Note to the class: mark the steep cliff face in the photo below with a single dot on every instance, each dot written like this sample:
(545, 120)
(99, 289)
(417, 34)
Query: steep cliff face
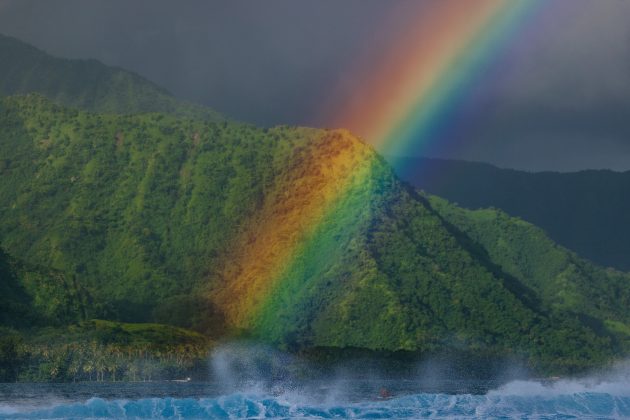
==
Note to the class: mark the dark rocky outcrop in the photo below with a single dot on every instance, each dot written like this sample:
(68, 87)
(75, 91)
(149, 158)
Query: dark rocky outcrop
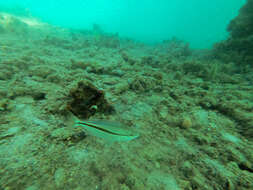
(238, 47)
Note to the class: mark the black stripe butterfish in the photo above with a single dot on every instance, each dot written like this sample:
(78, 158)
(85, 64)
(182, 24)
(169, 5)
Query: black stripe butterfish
...
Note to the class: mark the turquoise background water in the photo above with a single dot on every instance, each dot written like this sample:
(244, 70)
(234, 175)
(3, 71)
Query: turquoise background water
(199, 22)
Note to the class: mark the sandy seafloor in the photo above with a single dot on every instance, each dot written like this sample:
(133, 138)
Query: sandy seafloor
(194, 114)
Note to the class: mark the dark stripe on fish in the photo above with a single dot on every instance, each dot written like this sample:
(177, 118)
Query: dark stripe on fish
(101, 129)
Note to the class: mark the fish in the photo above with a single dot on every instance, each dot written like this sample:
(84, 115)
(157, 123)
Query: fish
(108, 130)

_Exercise description_
Output the lines of the records as a JSON list of strings, one string per line and no blank lines, starting with the line containing "Note to the class: mark the steep" and going on through the line containing "Query: steep cliff face".

_Response_
[
  "Note to the class: mark the steep cliff face in the photo below with a single dot on every instance, each dot written like this sample:",
  "(545, 120)",
  "(99, 289)",
  "(417, 34)",
  "Query: steep cliff face"
]